═══ AVAILABLE DATA ═══

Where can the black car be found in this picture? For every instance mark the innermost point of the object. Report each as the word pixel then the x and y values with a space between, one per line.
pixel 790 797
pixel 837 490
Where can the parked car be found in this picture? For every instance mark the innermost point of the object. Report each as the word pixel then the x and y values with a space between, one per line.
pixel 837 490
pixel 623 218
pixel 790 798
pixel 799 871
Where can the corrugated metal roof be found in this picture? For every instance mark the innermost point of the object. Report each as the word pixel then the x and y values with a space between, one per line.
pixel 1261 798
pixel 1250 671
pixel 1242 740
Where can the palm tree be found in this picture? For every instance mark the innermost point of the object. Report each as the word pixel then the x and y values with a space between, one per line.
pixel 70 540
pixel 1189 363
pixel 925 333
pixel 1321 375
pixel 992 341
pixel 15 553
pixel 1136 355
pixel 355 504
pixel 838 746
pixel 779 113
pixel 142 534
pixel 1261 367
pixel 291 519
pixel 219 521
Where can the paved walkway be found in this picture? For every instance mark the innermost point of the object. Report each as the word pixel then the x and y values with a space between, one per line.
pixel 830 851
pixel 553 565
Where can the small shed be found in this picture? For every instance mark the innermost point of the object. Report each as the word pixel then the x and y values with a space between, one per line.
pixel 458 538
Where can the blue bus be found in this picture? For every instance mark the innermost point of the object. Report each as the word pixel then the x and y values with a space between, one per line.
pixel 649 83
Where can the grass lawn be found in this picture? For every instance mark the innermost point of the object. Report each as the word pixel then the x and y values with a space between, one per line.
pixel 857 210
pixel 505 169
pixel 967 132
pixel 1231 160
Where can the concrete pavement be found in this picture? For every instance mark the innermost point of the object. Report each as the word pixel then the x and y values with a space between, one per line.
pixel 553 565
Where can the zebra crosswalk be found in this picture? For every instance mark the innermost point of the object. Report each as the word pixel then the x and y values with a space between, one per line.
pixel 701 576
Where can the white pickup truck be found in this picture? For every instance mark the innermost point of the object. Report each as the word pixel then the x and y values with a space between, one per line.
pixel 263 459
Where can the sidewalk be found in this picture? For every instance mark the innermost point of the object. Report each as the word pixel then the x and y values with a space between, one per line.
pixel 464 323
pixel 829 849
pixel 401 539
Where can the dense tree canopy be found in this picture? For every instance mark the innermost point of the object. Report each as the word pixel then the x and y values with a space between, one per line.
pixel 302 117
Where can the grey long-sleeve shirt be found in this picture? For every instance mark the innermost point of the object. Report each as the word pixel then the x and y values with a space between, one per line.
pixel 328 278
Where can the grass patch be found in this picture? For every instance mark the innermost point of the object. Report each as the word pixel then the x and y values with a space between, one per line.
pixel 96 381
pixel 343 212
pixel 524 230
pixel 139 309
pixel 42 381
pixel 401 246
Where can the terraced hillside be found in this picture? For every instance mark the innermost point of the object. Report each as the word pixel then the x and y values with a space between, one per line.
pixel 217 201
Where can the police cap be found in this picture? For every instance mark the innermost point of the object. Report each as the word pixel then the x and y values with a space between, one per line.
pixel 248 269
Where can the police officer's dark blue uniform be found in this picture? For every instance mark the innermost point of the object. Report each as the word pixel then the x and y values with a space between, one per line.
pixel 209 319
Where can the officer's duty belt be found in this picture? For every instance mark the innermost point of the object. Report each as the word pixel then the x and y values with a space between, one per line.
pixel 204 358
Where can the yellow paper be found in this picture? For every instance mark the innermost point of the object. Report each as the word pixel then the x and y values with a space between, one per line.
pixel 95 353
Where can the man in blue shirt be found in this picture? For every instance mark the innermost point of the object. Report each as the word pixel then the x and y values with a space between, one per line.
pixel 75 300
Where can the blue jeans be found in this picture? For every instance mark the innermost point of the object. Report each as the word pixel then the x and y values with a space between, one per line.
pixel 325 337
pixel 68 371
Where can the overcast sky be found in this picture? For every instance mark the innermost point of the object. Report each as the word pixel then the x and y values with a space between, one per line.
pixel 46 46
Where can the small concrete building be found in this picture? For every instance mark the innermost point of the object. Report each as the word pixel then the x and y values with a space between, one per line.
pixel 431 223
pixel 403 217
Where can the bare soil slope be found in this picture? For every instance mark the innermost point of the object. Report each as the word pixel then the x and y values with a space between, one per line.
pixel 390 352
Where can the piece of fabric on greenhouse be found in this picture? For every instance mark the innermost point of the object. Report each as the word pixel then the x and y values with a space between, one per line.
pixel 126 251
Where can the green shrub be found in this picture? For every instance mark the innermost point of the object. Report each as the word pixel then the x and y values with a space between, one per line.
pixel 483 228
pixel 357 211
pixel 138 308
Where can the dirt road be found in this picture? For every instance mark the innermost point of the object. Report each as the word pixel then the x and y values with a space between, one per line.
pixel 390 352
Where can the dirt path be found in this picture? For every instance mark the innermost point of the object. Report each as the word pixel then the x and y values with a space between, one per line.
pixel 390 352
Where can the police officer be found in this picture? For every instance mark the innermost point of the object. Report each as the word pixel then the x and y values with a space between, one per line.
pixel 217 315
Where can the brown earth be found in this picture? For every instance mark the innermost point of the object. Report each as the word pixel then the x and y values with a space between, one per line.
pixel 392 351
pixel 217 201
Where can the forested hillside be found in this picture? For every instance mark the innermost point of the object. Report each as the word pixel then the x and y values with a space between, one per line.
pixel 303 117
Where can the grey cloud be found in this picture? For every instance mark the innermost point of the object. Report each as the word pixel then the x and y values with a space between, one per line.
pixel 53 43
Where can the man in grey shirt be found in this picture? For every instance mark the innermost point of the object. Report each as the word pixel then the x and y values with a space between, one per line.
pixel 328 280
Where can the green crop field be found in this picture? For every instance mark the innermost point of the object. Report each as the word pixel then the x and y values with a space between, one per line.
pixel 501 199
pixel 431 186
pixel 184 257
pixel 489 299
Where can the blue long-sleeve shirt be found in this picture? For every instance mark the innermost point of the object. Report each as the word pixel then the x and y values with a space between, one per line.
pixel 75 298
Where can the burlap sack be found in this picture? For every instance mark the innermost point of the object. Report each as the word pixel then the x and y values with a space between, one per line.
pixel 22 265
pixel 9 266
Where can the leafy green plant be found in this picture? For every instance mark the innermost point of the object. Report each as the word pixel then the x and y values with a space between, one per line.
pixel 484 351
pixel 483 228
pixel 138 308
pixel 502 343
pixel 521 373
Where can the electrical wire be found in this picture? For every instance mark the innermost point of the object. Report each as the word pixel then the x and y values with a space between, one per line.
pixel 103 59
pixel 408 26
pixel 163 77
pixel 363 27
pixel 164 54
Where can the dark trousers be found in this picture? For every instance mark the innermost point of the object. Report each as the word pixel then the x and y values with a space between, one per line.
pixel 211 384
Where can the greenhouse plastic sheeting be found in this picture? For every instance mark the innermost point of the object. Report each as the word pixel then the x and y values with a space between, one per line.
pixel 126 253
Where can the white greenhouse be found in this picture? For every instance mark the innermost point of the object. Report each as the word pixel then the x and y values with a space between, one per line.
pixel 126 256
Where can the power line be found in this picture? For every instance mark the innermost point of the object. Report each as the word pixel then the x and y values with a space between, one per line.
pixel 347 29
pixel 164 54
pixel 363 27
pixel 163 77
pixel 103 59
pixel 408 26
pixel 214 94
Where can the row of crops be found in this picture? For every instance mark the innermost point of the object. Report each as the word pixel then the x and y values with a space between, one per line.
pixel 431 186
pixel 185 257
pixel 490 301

═══

Type out the listing again with nothing changed.

YOUR RESPONSE ->
Where can the black car be found in this picture? For every instance mark the innermost point of the object. Report each as the word pixel then the x and y values with a space between, one per line.
pixel 790 797
pixel 837 490
Where can the parked car be found in this picture? For every instance mark the innermost point of the object. Report each as the word pixel then the x and y values with a space between, one per line.
pixel 837 490
pixel 623 218
pixel 790 798
pixel 799 871
Where can the corrugated metal roof be found in this picture? For every instance mark the innermost point of the object. Report each as the word pixel then the x and y values with a space between, one per line.
pixel 1261 798
pixel 1250 671
pixel 1242 740
Where can the palm tree be found in this picture? For every instance mark the innermost point of the object. Report each as the word pixel then the x and y values with a space between, one per line.
pixel 70 540
pixel 1189 363
pixel 925 333
pixel 1321 375
pixel 992 341
pixel 15 553
pixel 1136 355
pixel 355 504
pixel 838 746
pixel 779 113
pixel 142 534
pixel 1261 367
pixel 291 519
pixel 219 521
Where can the paved walkway be found in this picture? For every instance mark the innermost point of the object. Report each as the word pixel then the x and y values with a space between, one per line.
pixel 830 851
pixel 553 565
Where can the small shed be found in this picture? For every instance mark the innermost point of the object. Report each as the word pixel then the x and y values with a space between, one per line.
pixel 458 538
Where can the blue bus be found in this picture? For every instance mark the innermost point of the object. Report each as the word pixel then the x and y values with a space between, one per line.
pixel 649 83
Where can the grass lawn be found in this picture? For every instance mark the innermost point of the object. Report each as the word pixel then the x and y values with a space between, one per line.
pixel 857 210
pixel 505 169
pixel 967 132
pixel 1231 160
Where can the concrete pavement be found in this picture? For every instance mark the innermost point of the object. Report each as the word pixel then the x and y values with a space between, one per line.
pixel 553 565
Where can the zebra crosswalk be found in this picture? For every instance mark the innermost point of the object. Report each as the word pixel then the x and y values with a space between, one per line.
pixel 701 576
Where can the white pickup truck be found in this picture? For every instance mark the innermost point of the object. Report each as the word pixel then the x and y values with a space between, one per line.
pixel 263 459
Where can the sidewalk be found in this picture? For every instance mark the innermost point of the object. Report each as the word pixel then the x and y values with a space between, one per line.
pixel 464 323
pixel 829 849
pixel 401 539
Where can the dense tree canopy be found in this picture? For every instance mark the innermost point of the object. Report each as the word pixel then the x and y values with a space between, one per line.
pixel 302 117
Where can the grey long-sleeve shirt be found in this picture? For every instance mark the innermost point of the object. Report each as the word pixel then the x and y values with a space between, one per line.
pixel 328 278
Where can the grass patch be found in this picture? For every instance mark the innermost point of the object. Report each as the word pixel then the x and y values with a space between, one per line.
pixel 96 381
pixel 343 212
pixel 524 230
pixel 139 309
pixel 42 381
pixel 401 246
Where can the terraced hillside be found in this picture? For every instance mark the innermost point of the object. Report each as the word pixel then the x and y values with a space between, one per line.
pixel 217 201
Where can the police cap be found in this picture? For every instance mark the innermost point of the object. Report each as the word pixel then the x and y values with a space between, one per line.
pixel 248 269
Where can the police officer's dark blue uniform be found in this picture? For every instance mark the innermost point of the object. Report each as the word pixel then the x and y values with a space between, one per line.
pixel 209 319
Where can the officer's duty belt be found in this picture? For every instance mark the innermost point of the object. Report each as the word pixel then the x and y values with a space between, one per line.
pixel 204 358
Where can the yellow paper be found in this picture? For every instance mark the innermost point of the object. Report each as the word pixel then the x and y values with a space between, one per line.
pixel 95 353
Where can the man in blue shirt be found in this picture? For every instance mark the innermost point of the object. Report each as the word pixel then the x and y values with a space between, one per line.
pixel 75 300
Where can the blue jeans be found in this picture? For every instance mark the innermost point of the object. Report each as the word pixel then the x and y values with a space between, one per line.
pixel 325 337
pixel 68 371
Where can the overcast sky be found in this picture? For every instance mark the innermost point of the object. Report each as the word pixel then the x and y values with a space between, one per line.
pixel 46 46
Where can the small concrete building be found in this picture? For every instance mark the innermost point of the object. Report each as the word pixel then the x and y values with a space between, one per line.
pixel 431 223
pixel 403 217
Where can the bare soil slope be found in this picture? For every instance mark the innermost point of the object. Report each as the word pixel then the x and y values with a space between, one per line.
pixel 390 352
Where can the piece of fabric on greenhouse be found in this picture? For every instance mark the innermost point of the object. Report each as the word pixel then the x and y values with a space between, one per line.
pixel 126 251
Where can the green shrub be found in this picture? For every instance mark the innermost point of the object. Report each as the word pixel then the x and y values with a space between, one per line.
pixel 483 228
pixel 357 211
pixel 138 308
Where can the dirt road be found in this picture? For every instance mark the innermost point of the object. Report each as the word pixel then the x and y values with a space between, one per line.
pixel 390 352
Where can the dirt path be found in this picture? For every instance mark the innermost point of the object. Report each as the word pixel then the x and y values with a space between, one per line.
pixel 390 352
Where can the police officer be found in this picture? For every instance mark the innermost point of the object. Report each as the word pixel then the x and y values with a space between, one per line.
pixel 217 315
Where can the brown earth be found in this picture? For every instance mark the innermost point of the object. Report each as the word pixel then the x and y values with a space between, one per line.
pixel 392 351
pixel 217 201
Where can the forested hillside be found in this picture? For every instance mark the innermost point of the object. Report each as the word pixel then the x and y values with a space between, one per line.
pixel 303 117
Where can the grey cloud be found in this picture? For every instance mark the innermost point of the object. Report each as the word pixel then the x and y values with a space between, one per line.
pixel 53 43
Where can the man in grey shirt be found in this picture? For every instance mark the innermost point of the object. Report each as the word pixel then the x and y values with a space between, one per line.
pixel 328 280
Where can the green crop field be found in this picture? For every instance mark the innermost point of the object. Report each as the word pixel then the x and y values with a space between, one per line.
pixel 501 199
pixel 431 186
pixel 184 257
pixel 489 299
Where can the blue long-sleeve shirt be found in this picture? For every instance mark the innermost point of the object. Report each as the word pixel then the x and y values with a space between, one per line.
pixel 75 298
Where can the burlap sack be found in this picture? For every instance mark the innermost point of the object. Report each as the word pixel then the x and y values with a space between, one per line.
pixel 22 265
pixel 9 266
Where can the leafy green plant be found in this picture? For every instance mark the innermost point of the object. Report each as the word pixel then the x and y values with a space between, one per line.
pixel 484 351
pixel 483 228
pixel 138 308
pixel 502 343
pixel 521 373
Where can the electrical wire be found in this picture? For every instance mark the innermost point of the object. Report each as the word pixel then the x and y values with a space between, one per line.
pixel 103 59
pixel 408 26
pixel 163 77
pixel 363 27
pixel 164 54
Where can the dark trousers be found in this picture? For every instance mark the innermost point of the object. Report each as the word pixel then the x and y values with a space between, one per line.
pixel 211 384
Where can the greenhouse plastic sheeting be found in this picture? For every instance mark the innermost point of the object. Report each as the word pixel then the x and y values with a space between, one per line.
pixel 126 253
Where can the white greenhouse be found in this picture? For every instance mark the innermost point of the object. Report each as the word pixel then the x and y values with a space between, one per line.
pixel 126 256
Where can the power line be found in this picture? For every instance mark the innermost point of the object. Report each as the word pixel then the x and y values with a space between, one per line.
pixel 347 29
pixel 164 54
pixel 363 27
pixel 163 77
pixel 103 59
pixel 408 26
pixel 214 94
Where can the row of crops be found in this picture? For every instance mark the innermost point of the object. Report each as the word pixel then the x and y values with a space between, one per line.
pixel 431 186
pixel 185 257
pixel 490 301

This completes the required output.